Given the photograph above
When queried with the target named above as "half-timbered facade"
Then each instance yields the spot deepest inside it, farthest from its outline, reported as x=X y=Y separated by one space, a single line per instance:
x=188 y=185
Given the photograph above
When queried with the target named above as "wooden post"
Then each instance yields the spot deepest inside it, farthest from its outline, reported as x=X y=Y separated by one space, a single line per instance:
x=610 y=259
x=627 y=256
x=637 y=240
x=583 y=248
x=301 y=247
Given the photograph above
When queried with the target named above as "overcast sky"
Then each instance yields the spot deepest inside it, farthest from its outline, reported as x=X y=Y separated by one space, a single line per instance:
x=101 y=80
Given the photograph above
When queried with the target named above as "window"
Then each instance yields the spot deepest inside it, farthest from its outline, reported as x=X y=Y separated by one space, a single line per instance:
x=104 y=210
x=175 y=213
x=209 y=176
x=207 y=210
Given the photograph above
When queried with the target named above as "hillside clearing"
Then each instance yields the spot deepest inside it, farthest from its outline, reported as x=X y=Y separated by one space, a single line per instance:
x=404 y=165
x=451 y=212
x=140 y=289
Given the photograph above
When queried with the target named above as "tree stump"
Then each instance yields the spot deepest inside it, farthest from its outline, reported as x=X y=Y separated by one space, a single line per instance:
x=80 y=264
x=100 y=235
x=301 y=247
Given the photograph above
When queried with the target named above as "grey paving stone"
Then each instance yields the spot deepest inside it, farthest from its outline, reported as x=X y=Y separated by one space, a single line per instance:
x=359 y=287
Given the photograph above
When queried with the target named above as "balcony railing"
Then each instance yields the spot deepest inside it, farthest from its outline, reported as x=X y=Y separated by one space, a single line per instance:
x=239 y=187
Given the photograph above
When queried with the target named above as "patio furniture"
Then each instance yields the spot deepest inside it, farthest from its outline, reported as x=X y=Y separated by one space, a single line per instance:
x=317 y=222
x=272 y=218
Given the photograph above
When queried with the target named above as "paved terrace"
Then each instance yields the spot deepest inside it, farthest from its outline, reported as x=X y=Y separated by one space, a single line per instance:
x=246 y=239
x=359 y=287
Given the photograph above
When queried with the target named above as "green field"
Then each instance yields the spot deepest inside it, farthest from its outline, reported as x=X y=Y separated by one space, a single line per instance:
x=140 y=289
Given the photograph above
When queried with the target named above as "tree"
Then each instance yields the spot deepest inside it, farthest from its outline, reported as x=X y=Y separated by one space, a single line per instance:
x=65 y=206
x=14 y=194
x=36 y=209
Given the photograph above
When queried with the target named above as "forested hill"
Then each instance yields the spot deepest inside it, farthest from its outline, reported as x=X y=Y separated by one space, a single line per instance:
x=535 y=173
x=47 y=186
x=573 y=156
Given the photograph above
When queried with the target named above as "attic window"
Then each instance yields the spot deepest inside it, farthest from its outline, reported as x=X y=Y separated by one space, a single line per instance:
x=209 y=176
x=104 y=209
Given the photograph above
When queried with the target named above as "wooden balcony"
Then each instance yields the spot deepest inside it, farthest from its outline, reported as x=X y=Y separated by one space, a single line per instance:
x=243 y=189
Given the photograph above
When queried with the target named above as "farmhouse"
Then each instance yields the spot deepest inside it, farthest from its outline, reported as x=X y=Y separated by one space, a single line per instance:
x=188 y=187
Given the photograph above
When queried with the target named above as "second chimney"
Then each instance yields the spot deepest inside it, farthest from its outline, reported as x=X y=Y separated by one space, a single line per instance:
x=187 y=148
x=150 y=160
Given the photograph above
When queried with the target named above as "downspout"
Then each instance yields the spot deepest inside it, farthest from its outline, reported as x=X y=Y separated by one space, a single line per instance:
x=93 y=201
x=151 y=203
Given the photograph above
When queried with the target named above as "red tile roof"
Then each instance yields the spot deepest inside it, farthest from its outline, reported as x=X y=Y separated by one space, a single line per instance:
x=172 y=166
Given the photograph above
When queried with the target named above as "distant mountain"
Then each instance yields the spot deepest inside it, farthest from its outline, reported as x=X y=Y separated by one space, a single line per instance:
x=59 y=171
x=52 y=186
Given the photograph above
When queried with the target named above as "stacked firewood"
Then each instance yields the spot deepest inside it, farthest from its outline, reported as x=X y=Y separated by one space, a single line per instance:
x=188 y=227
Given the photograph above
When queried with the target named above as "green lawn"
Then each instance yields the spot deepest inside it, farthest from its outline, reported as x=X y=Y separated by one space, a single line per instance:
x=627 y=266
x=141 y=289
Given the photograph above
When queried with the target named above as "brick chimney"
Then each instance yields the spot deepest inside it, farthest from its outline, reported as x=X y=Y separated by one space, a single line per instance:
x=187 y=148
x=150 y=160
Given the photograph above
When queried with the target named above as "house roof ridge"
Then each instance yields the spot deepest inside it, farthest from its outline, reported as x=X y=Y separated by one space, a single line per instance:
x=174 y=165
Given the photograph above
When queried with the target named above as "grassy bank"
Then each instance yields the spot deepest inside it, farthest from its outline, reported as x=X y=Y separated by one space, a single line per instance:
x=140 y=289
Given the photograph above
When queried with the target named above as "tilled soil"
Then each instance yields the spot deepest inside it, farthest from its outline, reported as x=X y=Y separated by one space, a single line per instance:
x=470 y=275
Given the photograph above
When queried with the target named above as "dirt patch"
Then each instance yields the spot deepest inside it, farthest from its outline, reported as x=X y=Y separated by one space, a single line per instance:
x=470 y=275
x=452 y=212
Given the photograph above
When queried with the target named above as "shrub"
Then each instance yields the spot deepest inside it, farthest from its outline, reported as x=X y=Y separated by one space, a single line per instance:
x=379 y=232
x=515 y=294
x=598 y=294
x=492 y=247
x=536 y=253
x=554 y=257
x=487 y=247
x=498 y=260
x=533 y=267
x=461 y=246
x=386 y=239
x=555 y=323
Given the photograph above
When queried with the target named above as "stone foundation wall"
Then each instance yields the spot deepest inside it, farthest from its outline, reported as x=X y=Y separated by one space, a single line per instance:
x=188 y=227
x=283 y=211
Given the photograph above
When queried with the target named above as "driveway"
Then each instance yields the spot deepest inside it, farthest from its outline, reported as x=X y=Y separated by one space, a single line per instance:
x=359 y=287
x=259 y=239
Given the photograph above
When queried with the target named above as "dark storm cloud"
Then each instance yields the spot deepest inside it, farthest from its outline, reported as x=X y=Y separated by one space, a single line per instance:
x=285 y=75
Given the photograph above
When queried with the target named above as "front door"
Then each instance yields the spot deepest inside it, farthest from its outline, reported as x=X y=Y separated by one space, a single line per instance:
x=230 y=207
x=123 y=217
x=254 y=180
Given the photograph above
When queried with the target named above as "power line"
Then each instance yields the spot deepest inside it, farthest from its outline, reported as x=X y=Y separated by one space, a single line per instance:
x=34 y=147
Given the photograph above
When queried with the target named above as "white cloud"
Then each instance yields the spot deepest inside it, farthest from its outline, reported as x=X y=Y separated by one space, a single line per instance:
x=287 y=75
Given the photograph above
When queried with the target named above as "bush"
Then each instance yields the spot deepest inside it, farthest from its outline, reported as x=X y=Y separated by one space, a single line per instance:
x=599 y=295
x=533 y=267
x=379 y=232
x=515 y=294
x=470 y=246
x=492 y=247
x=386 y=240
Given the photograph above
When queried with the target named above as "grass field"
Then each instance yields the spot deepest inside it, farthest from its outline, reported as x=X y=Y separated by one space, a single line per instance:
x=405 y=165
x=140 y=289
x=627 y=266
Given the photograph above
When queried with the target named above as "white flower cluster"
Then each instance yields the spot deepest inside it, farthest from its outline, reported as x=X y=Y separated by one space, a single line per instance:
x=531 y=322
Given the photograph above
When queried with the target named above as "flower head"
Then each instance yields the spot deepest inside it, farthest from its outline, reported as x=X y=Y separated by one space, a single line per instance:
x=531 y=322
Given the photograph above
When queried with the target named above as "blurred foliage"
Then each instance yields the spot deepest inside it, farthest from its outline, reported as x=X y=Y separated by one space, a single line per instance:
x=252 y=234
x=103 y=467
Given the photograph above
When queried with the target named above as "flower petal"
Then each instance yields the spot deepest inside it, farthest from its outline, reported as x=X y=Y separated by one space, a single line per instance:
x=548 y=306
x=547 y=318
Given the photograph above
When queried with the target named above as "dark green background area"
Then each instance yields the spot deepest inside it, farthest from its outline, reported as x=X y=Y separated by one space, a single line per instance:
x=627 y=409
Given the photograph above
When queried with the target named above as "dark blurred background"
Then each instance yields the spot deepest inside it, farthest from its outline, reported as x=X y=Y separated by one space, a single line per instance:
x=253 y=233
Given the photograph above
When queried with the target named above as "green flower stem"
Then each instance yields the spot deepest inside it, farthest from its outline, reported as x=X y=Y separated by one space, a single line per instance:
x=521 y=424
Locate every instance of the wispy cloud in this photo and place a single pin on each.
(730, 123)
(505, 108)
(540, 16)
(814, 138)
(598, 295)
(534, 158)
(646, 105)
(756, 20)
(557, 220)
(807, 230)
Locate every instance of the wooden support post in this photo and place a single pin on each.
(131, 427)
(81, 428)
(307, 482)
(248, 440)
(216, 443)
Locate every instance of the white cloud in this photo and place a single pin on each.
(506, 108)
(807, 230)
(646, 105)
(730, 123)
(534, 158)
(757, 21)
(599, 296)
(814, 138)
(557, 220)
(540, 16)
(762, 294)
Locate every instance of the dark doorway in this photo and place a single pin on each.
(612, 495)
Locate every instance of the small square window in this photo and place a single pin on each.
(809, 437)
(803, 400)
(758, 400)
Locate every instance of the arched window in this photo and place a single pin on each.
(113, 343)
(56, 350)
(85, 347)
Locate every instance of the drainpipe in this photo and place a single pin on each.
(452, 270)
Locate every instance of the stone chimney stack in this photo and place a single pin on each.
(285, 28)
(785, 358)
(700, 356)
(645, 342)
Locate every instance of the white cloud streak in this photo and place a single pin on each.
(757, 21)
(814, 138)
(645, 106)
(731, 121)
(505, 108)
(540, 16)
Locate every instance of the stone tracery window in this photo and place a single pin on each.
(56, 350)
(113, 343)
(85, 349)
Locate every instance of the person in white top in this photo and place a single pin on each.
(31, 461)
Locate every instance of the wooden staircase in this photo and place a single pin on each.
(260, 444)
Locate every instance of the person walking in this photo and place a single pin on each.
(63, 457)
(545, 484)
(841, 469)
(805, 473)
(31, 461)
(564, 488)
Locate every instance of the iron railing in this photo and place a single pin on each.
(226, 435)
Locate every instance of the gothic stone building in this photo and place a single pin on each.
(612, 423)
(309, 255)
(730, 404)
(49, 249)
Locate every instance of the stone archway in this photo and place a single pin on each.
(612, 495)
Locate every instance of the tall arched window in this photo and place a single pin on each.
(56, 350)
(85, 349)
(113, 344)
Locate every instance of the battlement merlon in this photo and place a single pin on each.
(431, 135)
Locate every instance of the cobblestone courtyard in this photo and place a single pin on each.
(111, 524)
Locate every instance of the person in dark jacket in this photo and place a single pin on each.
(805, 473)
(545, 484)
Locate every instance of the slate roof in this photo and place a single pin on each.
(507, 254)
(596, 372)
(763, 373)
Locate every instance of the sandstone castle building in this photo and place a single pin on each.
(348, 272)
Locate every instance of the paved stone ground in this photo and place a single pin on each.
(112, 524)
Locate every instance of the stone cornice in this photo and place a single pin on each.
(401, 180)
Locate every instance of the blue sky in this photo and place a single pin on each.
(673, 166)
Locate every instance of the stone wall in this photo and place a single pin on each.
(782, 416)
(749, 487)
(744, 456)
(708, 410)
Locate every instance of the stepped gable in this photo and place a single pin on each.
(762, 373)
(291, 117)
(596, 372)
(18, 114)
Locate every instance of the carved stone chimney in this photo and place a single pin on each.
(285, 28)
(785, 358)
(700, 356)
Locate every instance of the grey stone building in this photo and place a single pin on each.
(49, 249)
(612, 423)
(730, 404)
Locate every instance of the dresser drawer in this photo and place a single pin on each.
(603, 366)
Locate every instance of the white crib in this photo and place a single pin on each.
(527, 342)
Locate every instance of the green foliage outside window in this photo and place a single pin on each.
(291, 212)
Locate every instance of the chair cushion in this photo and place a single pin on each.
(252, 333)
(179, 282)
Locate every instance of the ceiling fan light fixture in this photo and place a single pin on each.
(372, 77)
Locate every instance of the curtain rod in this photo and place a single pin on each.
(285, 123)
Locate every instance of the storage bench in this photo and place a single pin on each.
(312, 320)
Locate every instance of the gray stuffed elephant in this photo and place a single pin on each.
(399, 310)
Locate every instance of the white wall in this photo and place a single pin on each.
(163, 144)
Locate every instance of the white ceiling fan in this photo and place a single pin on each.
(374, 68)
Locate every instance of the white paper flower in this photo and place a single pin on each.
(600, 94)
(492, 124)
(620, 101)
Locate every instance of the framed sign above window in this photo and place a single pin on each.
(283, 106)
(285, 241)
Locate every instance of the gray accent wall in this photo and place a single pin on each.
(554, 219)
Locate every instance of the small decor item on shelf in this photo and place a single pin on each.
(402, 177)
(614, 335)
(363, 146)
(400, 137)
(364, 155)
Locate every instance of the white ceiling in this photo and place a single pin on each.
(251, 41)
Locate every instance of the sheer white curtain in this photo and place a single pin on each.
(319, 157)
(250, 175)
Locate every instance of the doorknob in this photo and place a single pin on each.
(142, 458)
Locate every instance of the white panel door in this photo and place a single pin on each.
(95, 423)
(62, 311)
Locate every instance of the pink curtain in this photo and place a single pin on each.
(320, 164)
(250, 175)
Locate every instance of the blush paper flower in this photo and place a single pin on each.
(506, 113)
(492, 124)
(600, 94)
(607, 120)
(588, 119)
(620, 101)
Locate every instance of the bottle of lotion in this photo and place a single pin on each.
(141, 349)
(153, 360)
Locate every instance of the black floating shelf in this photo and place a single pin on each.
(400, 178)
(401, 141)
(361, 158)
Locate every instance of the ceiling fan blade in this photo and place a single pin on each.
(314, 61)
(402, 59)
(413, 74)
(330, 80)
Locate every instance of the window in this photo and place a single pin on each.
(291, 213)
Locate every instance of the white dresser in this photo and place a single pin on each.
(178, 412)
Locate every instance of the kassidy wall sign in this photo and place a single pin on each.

Aim of the exercise: Wherever "background" turns up in the records, copy the whole line.

Response:
When queried with the target named above as "dark green background area"
When queried with the target named above as "dark blurred background"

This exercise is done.